2010年6月27日日曜日

熱戦第3幕


グループリーグの対戦が2巡し、そろそろ16強にむけた星勘定が白熱しだした。優勝候補と目された欧州の名門が思わぬ苦戦を強いられ、南米勢の躍進、アフリカ勢の不調、アジアや新興国の健闘と下馬評を覆す波乱の展開が続く。そして、この3RDレグでいよいよ決勝トーナメントに駒を進めるチームが確定するが各組とも力の差が無いだけに最後まで予断を許さない。
以下観戦雑記。

6月22日
●フランス1-2南アフリカ
前回準優勝国も狂いだした歯車は修正のしようが無い。ウルグアイ、メキシコの他力頼みかつ大量点が必要な地元南アフリカは、彼らをサポートする圧倒的なブブゼラの音に後押しされ、序盤からかつての世界王者フランス陣内に攻め込みフランスは防戦に追われる。監督に暴言を吐いて追われたアネルカと彼に同調するキャプテンのエブラ他5人が入れ替わったチームは、もはや栄光のチームの面影はなかった。南アは前半CKからクマロのヘッドで先制、焦るフランスはゲームメーカーのグルキュフが一発退場くらいさらに苦境に立たされる。

**課題 1:** 観戦記のうち、「2010年6月27日日曜日」から「らいさらに苦境に立たされる。」までを、両端の語句も含めてそのまま書き写してください。
**課題 2:** 観戦記によると、南アフリカの先制点は誰のヘッドで決まったか。
**課題 3:** W杯の観戦記を、最後の文の後から書き継ぐ。

**記録一覧:**
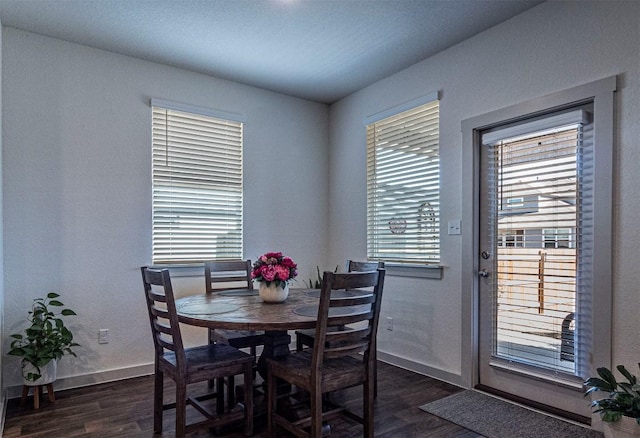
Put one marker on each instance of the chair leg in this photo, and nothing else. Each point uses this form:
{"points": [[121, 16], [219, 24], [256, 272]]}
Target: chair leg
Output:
{"points": [[367, 409], [50, 393], [25, 394], [231, 392], [181, 409], [271, 405], [375, 375], [158, 390], [220, 395], [248, 400], [316, 413]]}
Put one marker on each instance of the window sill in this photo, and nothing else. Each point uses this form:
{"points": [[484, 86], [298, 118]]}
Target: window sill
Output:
{"points": [[433, 272]]}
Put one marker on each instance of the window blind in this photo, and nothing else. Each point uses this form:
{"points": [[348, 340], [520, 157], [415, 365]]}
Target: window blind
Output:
{"points": [[197, 187], [403, 185], [541, 185]]}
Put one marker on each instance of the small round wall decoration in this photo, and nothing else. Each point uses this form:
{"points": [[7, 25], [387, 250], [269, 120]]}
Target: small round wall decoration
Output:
{"points": [[397, 226]]}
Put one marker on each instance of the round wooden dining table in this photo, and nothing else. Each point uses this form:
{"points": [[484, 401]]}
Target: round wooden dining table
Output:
{"points": [[243, 309]]}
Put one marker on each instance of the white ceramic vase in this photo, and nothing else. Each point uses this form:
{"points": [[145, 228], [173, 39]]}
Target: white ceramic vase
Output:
{"points": [[273, 293], [48, 373], [625, 427]]}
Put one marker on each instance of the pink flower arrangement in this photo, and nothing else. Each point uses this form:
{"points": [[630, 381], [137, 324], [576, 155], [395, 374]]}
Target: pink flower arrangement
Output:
{"points": [[273, 266]]}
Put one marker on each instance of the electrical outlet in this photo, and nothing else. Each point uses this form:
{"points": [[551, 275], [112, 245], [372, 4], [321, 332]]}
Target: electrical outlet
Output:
{"points": [[103, 336]]}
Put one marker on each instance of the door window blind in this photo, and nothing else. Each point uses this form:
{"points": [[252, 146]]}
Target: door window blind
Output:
{"points": [[541, 187], [197, 187], [403, 184]]}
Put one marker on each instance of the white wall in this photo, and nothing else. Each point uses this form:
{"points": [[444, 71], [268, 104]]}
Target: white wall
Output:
{"points": [[2, 332], [552, 47], [77, 188]]}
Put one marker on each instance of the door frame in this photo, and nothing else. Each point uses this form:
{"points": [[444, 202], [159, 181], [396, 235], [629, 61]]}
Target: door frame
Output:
{"points": [[601, 92]]}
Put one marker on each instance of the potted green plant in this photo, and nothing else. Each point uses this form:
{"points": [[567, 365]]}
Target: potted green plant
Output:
{"points": [[44, 342], [620, 410]]}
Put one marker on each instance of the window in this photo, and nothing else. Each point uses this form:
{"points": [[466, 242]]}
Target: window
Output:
{"points": [[403, 205], [557, 238], [538, 285], [197, 185]]}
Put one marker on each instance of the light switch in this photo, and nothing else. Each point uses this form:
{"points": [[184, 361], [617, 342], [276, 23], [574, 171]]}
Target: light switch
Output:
{"points": [[455, 227]]}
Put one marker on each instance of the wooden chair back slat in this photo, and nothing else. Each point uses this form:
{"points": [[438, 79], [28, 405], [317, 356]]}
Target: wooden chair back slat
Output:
{"points": [[339, 321], [359, 300], [364, 310], [227, 274], [355, 266], [163, 315]]}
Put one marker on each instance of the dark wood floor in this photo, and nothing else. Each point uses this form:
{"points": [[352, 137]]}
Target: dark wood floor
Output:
{"points": [[124, 409]]}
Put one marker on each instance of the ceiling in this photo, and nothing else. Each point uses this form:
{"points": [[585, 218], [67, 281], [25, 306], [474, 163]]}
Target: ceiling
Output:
{"points": [[320, 50]]}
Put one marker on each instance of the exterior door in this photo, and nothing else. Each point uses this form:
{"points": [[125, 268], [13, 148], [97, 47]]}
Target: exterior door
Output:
{"points": [[531, 236]]}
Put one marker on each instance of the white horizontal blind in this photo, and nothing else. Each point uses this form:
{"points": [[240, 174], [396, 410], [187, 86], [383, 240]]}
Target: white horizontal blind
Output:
{"points": [[403, 184], [540, 191], [197, 187]]}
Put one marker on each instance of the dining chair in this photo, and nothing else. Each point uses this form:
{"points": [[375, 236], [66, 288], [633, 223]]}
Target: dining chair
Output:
{"points": [[190, 365], [231, 275], [333, 363], [307, 337]]}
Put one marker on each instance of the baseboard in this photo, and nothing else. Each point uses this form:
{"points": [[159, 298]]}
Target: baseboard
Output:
{"points": [[420, 368], [90, 379]]}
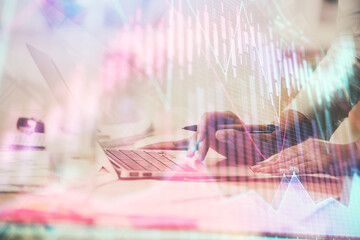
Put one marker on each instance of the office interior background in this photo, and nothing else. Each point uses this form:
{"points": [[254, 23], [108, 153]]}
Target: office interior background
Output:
{"points": [[163, 62]]}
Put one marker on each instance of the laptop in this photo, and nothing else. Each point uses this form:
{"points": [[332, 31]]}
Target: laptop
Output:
{"points": [[139, 163]]}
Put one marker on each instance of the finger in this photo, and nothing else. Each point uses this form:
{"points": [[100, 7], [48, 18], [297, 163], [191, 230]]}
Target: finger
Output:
{"points": [[209, 121], [171, 145], [227, 136], [193, 146], [203, 148], [268, 162]]}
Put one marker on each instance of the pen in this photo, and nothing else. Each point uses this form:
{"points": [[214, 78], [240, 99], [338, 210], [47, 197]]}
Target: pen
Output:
{"points": [[239, 127]]}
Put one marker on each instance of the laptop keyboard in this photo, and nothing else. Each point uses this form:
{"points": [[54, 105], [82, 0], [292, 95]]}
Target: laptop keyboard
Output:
{"points": [[140, 160]]}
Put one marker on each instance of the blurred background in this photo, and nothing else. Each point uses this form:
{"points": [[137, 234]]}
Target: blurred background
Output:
{"points": [[165, 61]]}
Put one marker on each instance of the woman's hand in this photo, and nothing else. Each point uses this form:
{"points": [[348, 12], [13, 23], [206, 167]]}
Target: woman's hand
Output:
{"points": [[311, 156]]}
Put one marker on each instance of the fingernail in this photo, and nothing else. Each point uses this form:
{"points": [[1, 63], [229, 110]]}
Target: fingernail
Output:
{"points": [[221, 136], [190, 154], [255, 168]]}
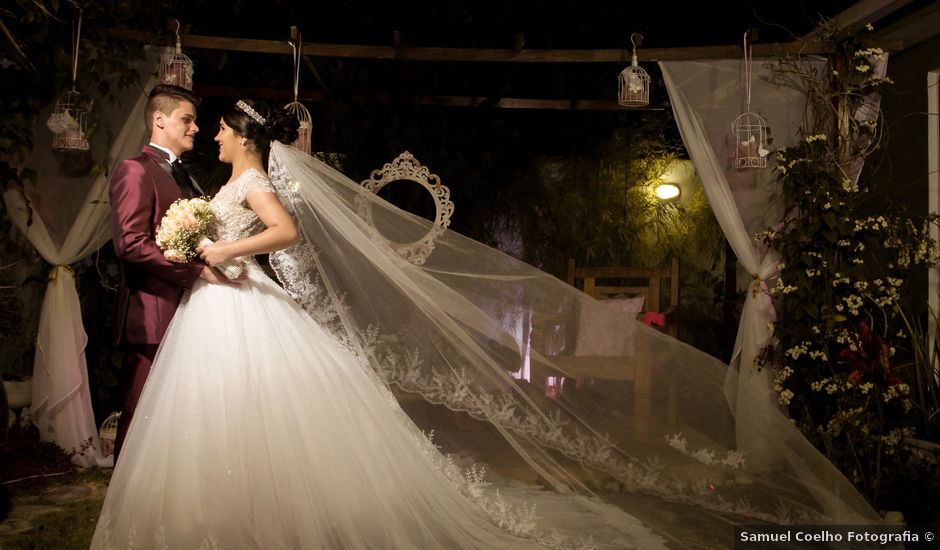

**解答 1:**
2010年6月27日日曜日

熱戦第3幕


グループリーグの対戦が2巡し、そろそろ16強にむけた星勘定が白熱しだした。優勝候補と目された欧州の名門が思わぬ苦戦を強いられ、南米勢の躍進、アフリカ勢の不調、アジアや新興国の健闘と下馬評を覆す波乱の展開が続く。そして、この3RDレグでいよいよ決勝トーナメントに駒を進めるチームが確定するが各組とも力の差が無いだけに最後まで予断を許さない。
以下観戦雑記。

6月22日
●フランス1-2南アフリカ
前回準優勝国も狂いだした歯車は修正のしようが無い。ウルグアイ、メキシコの他力頼みかつ大量点が必要な地元南アフリカは、彼らをサポートする圧倒的なブブゼラの音に後押しされ、序盤からかつての世界王者フランス陣内に攻め込みフランスは防戦に追われる。監督に暴言を吐いて追われたアネルカと彼に同調するキャプテンのエブラ他5人が入れ替わったチームは、もはや栄光のチームの面影はなかった。南アは前半CKからクマロのヘッドで先制、焦るフランスはゲームメーカーのグルキュフが一発退場くらいさらに苦境に立たされる。

**解答 2:** クマロのヘッドで決まった。

**解答 3:**
たたみかける南アはマシレラが折り返しムペラがゴールに押し込み2点目。予選突破の最低条件が見えてきたこともあって南アはさらにかさにかかって攻める。後半、交代出場のマルダが前ががりになった相手の間隙をつきカウンターで1点を返し意地を見せるが、抵抗もそこまで。フランスはA組最下位という無残な結果の前にただ呆然としていた。南アも結局は2位には届かずに開催国としては初めて1次リーグ敗退が決定、不名誉な歴史を作ってしまったが、それでも強豪相手に胸を張れる戦いぶりではあった。この日の勝利に南アフリカ国民は幸福な一夜を送ったはずである。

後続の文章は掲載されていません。